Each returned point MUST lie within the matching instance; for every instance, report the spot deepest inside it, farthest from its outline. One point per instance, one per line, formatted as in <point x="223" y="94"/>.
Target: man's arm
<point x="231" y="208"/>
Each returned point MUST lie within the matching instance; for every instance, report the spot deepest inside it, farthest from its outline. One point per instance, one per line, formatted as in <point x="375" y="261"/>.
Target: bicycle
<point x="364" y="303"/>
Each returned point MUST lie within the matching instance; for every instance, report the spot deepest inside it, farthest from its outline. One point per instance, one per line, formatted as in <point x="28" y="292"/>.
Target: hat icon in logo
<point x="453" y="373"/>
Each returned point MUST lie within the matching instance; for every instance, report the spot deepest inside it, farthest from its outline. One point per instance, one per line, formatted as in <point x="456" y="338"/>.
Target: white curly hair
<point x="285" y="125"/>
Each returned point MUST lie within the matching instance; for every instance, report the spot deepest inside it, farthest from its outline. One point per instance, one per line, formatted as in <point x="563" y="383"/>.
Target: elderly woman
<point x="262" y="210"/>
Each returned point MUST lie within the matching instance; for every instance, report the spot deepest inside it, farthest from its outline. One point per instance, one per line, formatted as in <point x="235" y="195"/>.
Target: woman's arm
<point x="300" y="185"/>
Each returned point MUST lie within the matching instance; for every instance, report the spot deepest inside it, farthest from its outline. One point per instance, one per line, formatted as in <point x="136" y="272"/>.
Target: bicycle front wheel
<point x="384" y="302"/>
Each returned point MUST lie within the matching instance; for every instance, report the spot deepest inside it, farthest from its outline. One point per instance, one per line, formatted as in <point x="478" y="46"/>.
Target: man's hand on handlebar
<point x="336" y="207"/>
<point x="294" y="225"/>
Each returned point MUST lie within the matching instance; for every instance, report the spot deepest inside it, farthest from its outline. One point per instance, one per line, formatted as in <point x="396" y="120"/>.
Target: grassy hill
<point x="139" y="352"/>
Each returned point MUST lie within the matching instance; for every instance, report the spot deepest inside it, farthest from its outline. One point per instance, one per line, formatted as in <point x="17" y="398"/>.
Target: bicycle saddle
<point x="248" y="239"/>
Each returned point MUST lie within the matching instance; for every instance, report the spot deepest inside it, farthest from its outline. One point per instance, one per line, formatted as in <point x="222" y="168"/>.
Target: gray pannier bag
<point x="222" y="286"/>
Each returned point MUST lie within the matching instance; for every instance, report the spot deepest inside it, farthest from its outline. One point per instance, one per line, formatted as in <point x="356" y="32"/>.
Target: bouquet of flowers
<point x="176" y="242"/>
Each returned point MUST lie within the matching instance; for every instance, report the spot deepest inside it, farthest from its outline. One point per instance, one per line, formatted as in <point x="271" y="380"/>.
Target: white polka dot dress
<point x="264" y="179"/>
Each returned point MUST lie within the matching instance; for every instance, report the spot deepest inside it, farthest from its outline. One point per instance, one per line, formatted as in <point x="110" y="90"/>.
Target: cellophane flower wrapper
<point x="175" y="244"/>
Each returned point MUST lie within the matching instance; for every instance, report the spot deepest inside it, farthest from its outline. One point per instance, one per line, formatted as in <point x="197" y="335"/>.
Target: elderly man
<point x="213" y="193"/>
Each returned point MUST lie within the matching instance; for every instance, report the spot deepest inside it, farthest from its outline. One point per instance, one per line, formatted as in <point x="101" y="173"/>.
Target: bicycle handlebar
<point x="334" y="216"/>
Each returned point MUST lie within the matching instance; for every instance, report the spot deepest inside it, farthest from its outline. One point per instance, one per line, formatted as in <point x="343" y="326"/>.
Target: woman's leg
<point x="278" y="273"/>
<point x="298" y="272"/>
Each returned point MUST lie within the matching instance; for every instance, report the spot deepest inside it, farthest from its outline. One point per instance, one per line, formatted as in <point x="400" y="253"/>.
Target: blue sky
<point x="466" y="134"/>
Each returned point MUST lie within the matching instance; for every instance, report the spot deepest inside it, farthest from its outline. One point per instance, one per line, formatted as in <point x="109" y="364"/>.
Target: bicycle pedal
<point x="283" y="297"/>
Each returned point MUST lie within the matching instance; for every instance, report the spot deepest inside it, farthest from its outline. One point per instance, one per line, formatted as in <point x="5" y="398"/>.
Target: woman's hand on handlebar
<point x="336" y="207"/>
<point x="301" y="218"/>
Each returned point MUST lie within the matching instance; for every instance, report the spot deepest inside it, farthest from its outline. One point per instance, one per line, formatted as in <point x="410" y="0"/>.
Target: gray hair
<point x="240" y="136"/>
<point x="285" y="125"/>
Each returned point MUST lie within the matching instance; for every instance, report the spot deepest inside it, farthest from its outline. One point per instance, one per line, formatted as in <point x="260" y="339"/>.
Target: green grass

== == ==

*Problem requirements*
Faithfully reproduce all of the records, character for character.

*Exercise result*
Each returned point MUST lie within the matching instance; for every instance, report the spot deepest inside it, farthest from its outline. One point per instance, one per line, formatted as in <point x="223" y="94"/>.
Target: man's arm
<point x="231" y="208"/>
Each returned point MUST lie within the matching instance; for every instance, report the spot deepest inside it, farthest from its outline. One point per instance, one per line, formatted as in <point x="375" y="261"/>.
Target: bicycle
<point x="364" y="303"/>
Each returned point MUST lie within the matching instance; for every instance, report the spot deepest inside it, farthest from its outline. One point per instance, one per line, formatted as in <point x="28" y="292"/>.
Target: hat icon in logo
<point x="453" y="373"/>
Each returned point MUST lie within the matching instance; for every instance, report the spot deepest inside it, farthest from its outline. One point per instance, one per line, formatted as in <point x="456" y="338"/>.
Target: white curly hair
<point x="285" y="125"/>
Each returned point MUST lie within the matching instance; for every instance, report the spot deepest inside it, farthest from its outline. One point per instance, one per line, formatted as in <point x="563" y="383"/>.
Target: elderly woman
<point x="262" y="210"/>
Each returned point MUST lie within the matching instance; for every instance, report the spot deepest inside it, farthest from its outline. One point per instance, one per line, formatted as in <point x="235" y="195"/>.
Target: woman's arm
<point x="300" y="185"/>
Each returned point MUST lie within the matching instance; for every instance, report the spot deepest inside it, farthest from its outline. One point per instance, one per line, formatted as in <point x="136" y="272"/>.
Target: bicycle front wheel
<point x="384" y="302"/>
Each returned point MUST lie within the matching instance; for every instance, report the spot deepest inside it, farthest from its outline. One point per instance, one per line, formatted as in <point x="478" y="46"/>.
Target: man's hand on handlebar
<point x="336" y="207"/>
<point x="294" y="225"/>
Each returned point MUST lie within the matching instance; for every instance, report the spot deepest inside it, farthest from its outline. One point per instance, one per line, formatted as in <point x="396" y="120"/>.
Target: grassy hill
<point x="139" y="352"/>
Each returned point MUST lie within the matching instance; for every instance, report the spot deepest inside it, farthest from its outline. One point per instance, one per line, formatted as in <point x="17" y="398"/>.
Target: bicycle saddle
<point x="248" y="239"/>
Each returned point MUST lie within the matching instance; for every instance, report the spot deepest inside it, farthest from its outline. One point per instance, one per line, formatted as in <point x="222" y="168"/>.
Target: gray pannier bag
<point x="222" y="286"/>
Each returned point MUST lie within the matching instance; for every instance, report the spot deepest inside it, farthest from its outline. One point per instance, one per line, formatted as in <point x="356" y="32"/>.
Target: bouquet of flowers
<point x="176" y="242"/>
Each returned point MUST lie within the matching instance; for every instance, report the spot deepest inside it, farthest from its outline. One point per instance, one per line, formatted as in <point x="271" y="380"/>.
Target: white polka dot dress
<point x="264" y="179"/>
Each returned point MUST lie within the matching instance; for every instance, report the spot deepest inside it, farthest from its outline. One point per instance, one per line, formatted as in <point x="110" y="90"/>.
Target: cellophane flower wrapper
<point x="175" y="244"/>
Each returned point MUST lie within the matching instance; for every instance, report the spot deepest inside it, farthest from its outline. One point per instance, one per line, formatted as in <point x="197" y="335"/>.
Target: elderly man
<point x="213" y="193"/>
Each returned point MUST lie within the matching instance; for every instance, report the spot deepest inside it, farthest from its outline. One point per instance, one per line, formatted as in <point x="101" y="173"/>.
Target: bicycle handlebar
<point x="334" y="216"/>
Each returned point MUST lie within the matching instance; for every instance, report the spot deepest inside it, farthest from its outline. One point per instance, one per line, formatted as in <point x="343" y="326"/>.
Target: woman's leg
<point x="278" y="273"/>
<point x="298" y="272"/>
Each returned point MUST lie within the matching instance; for every instance, report the spot deepest inside it, farthest from its outline. One point per instance, one per line, formatted as in <point x="400" y="253"/>.
Target: blue sky
<point x="466" y="134"/>
Each returned point MUST lie within the matching instance; for every instance, report the spot deepest inside it, farthest from its outline. One point per instance, one per line, formatted as in <point x="109" y="364"/>.
Target: bicycle pedal
<point x="283" y="297"/>
Each returned point MUST lie within the matching instance; for every instance, report the spot deepest inside it, farthest from its outline. One point per instance, one per line, formatted as in <point x="5" y="398"/>.
Target: woman's hand on handlebar
<point x="336" y="207"/>
<point x="301" y="218"/>
Each returned point MUST lie within the matching instance; for every instance, report the spot deepest inside it, farthest from its outline. One point per instance, one per line, formatted as in <point x="410" y="0"/>.
Target: gray hair
<point x="240" y="136"/>
<point x="285" y="125"/>
Each returned point MUST lie within the matching instance; for every instance, report the spot deepest inside it, farthest from its outline. One point per instance, one per line, formatted as in <point x="260" y="339"/>.
Target: green grass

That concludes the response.